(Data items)
○ ○ ○ ○
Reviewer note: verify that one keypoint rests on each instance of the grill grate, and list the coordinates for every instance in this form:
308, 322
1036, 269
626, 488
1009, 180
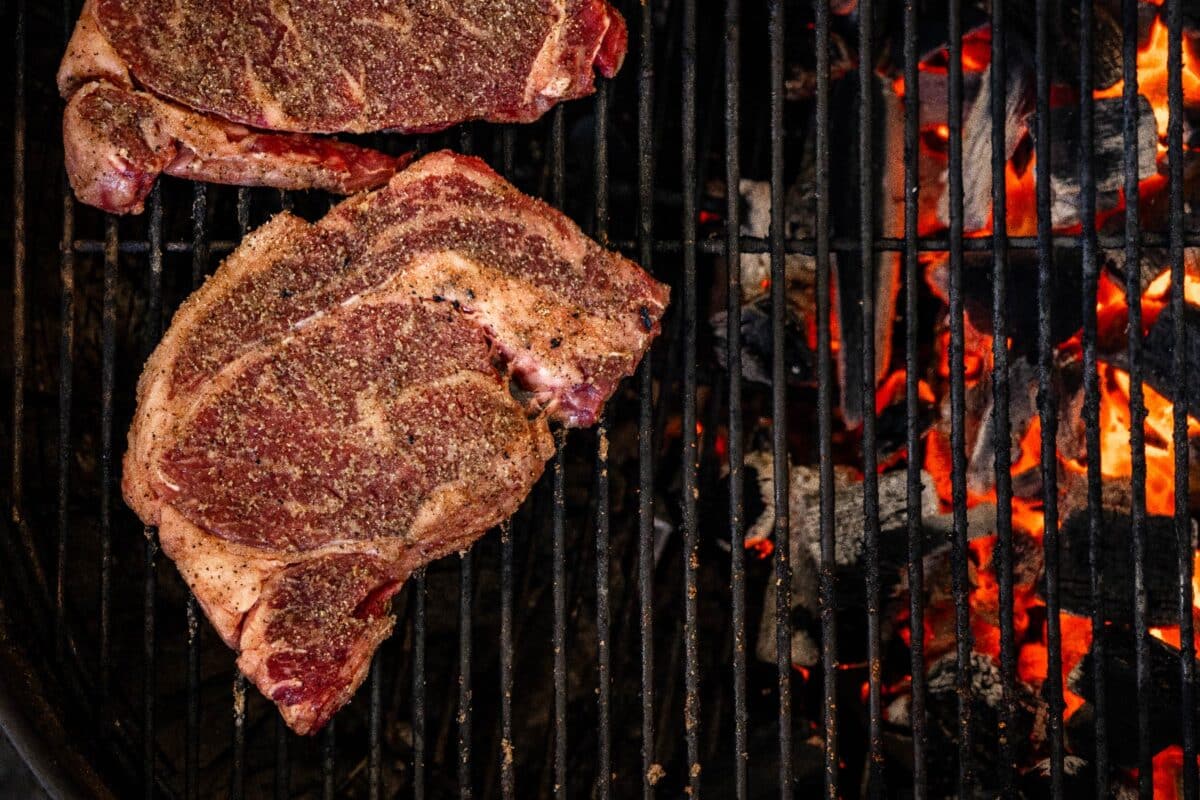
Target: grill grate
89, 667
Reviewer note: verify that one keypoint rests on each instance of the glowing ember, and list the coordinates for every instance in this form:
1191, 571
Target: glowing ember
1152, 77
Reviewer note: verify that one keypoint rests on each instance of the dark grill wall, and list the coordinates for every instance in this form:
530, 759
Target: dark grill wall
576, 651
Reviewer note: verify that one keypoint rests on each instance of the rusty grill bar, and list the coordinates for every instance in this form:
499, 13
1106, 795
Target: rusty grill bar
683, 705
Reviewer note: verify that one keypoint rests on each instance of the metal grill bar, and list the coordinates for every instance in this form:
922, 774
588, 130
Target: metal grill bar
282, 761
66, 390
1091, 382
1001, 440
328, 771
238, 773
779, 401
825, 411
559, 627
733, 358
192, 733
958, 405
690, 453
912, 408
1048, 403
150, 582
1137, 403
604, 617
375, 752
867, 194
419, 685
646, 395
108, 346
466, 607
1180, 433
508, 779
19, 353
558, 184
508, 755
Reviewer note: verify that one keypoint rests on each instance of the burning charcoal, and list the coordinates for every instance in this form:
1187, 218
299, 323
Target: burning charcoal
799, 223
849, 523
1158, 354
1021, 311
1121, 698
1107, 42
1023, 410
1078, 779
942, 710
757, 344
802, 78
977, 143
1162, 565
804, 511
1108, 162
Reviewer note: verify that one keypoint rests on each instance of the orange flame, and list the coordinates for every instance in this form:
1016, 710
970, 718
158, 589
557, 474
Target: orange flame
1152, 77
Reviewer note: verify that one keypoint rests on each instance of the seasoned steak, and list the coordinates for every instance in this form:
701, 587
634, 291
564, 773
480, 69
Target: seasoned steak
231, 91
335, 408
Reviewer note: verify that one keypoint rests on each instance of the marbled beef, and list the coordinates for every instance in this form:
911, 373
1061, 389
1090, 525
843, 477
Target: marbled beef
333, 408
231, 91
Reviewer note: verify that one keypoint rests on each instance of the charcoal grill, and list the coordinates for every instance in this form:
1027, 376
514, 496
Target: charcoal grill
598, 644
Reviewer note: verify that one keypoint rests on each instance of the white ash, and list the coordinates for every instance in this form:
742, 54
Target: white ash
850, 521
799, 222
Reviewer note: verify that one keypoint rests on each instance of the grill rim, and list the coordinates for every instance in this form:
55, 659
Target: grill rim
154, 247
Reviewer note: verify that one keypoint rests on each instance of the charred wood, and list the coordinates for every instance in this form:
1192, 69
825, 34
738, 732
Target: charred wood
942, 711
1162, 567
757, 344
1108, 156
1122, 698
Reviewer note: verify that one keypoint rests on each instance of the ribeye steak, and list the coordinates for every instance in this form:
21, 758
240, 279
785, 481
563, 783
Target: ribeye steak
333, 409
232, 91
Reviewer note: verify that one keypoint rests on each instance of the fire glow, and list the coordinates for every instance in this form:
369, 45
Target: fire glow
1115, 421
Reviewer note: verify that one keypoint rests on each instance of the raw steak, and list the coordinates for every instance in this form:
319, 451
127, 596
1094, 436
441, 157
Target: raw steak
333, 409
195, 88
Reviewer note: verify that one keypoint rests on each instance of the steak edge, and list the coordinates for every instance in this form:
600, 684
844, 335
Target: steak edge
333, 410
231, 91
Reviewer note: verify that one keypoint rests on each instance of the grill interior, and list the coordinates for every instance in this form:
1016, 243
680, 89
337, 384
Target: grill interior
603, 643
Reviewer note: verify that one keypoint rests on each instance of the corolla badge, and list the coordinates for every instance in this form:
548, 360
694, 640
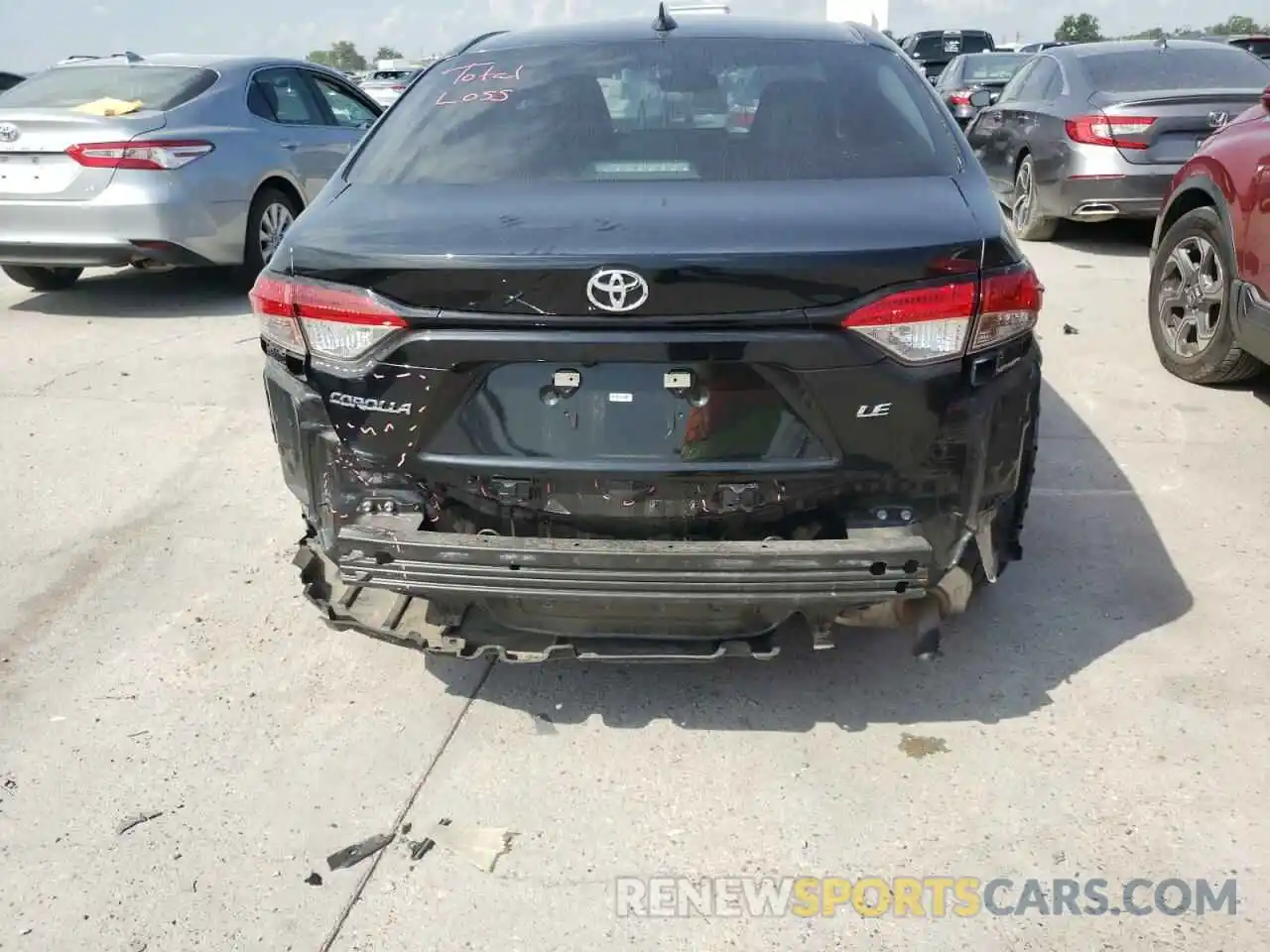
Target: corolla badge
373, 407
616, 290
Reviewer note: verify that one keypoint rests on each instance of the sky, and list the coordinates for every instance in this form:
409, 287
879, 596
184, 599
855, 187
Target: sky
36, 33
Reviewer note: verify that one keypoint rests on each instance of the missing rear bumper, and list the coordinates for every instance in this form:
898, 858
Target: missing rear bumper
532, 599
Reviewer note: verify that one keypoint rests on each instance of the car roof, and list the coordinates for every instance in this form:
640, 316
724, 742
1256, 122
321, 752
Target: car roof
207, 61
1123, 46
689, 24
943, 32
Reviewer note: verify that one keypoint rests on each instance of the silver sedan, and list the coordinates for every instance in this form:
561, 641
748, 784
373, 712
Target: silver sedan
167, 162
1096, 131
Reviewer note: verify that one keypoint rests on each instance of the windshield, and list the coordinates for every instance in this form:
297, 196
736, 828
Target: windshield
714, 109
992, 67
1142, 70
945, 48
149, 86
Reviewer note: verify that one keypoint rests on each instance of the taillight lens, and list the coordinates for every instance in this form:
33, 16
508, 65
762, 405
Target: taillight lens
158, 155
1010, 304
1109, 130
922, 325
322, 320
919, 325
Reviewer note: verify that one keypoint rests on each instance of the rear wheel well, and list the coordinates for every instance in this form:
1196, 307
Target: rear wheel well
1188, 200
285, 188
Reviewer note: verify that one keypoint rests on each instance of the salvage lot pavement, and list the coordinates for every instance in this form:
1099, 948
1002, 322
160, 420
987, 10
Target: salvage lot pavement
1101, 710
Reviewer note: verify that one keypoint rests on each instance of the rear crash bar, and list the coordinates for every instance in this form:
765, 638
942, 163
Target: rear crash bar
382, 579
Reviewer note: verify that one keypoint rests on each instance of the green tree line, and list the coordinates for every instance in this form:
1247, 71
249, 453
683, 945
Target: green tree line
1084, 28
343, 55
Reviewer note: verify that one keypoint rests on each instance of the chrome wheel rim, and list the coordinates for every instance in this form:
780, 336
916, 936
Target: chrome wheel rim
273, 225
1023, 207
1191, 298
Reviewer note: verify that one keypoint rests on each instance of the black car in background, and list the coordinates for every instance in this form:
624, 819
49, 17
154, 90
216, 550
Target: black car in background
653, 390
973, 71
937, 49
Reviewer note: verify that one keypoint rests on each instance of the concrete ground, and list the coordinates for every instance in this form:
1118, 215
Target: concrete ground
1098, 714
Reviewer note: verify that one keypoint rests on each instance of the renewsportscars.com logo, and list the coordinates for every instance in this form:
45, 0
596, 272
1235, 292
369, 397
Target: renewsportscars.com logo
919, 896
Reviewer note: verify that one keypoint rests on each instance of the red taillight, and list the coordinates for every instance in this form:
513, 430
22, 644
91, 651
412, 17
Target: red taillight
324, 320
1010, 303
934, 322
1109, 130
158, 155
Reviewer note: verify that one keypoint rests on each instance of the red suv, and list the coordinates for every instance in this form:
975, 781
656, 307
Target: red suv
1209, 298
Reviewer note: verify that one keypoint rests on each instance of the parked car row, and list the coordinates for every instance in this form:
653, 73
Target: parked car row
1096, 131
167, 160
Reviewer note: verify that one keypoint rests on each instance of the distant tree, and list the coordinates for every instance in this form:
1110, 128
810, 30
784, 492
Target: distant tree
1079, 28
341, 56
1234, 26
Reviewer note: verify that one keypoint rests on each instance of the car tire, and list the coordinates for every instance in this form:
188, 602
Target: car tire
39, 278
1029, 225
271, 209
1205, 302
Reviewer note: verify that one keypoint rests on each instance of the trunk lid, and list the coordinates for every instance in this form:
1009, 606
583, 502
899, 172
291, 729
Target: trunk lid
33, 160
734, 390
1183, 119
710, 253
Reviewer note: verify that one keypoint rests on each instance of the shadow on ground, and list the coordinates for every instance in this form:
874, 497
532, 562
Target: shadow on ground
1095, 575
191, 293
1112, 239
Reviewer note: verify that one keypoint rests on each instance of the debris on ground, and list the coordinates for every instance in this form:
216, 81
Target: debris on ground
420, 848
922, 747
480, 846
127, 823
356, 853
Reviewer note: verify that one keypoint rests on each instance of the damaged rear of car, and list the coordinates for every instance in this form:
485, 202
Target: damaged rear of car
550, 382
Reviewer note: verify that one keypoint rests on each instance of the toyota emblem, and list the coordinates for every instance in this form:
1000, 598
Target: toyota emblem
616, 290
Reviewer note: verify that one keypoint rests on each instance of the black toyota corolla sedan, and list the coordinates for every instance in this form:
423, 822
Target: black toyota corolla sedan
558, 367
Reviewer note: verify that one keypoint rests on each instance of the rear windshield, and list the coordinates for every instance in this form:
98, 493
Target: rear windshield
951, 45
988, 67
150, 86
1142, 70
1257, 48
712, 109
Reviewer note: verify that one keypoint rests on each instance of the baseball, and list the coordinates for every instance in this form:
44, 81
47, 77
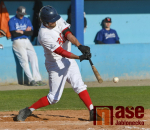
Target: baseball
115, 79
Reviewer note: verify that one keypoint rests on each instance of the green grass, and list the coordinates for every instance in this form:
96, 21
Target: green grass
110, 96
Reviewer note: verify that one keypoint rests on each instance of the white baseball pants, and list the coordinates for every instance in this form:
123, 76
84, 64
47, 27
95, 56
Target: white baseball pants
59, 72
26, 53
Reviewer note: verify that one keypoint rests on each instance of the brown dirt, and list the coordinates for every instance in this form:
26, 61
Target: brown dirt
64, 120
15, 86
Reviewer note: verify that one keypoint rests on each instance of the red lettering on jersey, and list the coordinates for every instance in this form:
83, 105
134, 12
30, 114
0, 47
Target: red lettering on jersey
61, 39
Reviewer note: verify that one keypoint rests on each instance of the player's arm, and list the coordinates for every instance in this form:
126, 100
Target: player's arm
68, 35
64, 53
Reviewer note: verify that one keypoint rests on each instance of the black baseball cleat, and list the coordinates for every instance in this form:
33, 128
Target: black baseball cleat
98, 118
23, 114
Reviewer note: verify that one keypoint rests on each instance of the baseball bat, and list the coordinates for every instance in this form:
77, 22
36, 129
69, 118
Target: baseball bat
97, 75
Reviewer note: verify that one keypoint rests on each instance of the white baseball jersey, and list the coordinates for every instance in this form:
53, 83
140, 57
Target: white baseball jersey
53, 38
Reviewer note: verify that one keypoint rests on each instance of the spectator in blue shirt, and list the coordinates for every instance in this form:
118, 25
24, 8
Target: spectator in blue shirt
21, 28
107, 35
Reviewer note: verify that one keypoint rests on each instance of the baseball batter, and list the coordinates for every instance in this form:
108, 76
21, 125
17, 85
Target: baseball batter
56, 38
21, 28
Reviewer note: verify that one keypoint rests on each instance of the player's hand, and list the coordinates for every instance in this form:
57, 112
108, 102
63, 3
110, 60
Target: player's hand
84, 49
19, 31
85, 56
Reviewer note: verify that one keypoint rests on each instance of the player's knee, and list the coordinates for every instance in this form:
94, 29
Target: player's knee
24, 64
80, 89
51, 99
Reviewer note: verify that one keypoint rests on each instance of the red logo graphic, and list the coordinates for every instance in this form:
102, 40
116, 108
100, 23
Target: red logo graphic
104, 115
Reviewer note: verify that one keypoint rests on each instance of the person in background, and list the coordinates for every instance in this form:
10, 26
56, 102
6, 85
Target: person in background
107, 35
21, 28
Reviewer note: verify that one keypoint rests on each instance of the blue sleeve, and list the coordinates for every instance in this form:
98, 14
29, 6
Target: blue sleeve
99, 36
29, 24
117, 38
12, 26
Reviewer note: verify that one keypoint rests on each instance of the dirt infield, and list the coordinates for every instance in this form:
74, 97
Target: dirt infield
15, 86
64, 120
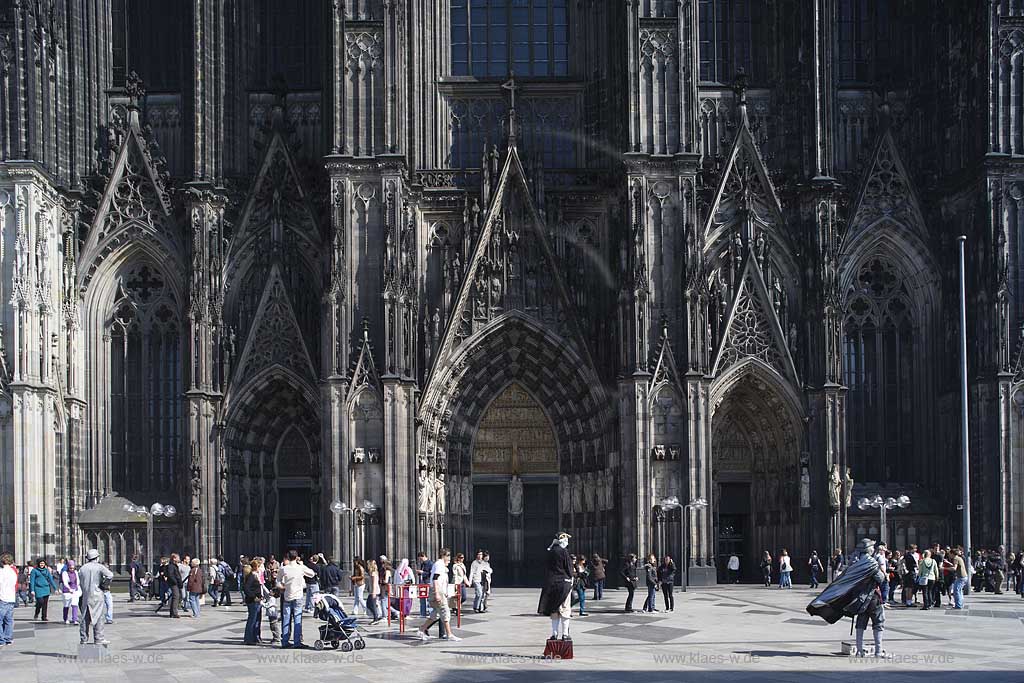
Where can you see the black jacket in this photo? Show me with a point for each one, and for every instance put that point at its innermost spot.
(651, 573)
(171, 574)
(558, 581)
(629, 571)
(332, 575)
○ ○ ○ ○
• REQUIREMENT: Look above for the line that contains "Where can you". That line and every line after it through the end of the data must be written out exactly, with nothing else.

• OUTPUT FOR THIS EXERCISE:
Where can you see the black jacket in this photo? Show me with a point for each one, and for every instance put that point at its innermost spot.
(651, 573)
(171, 574)
(558, 581)
(629, 571)
(332, 575)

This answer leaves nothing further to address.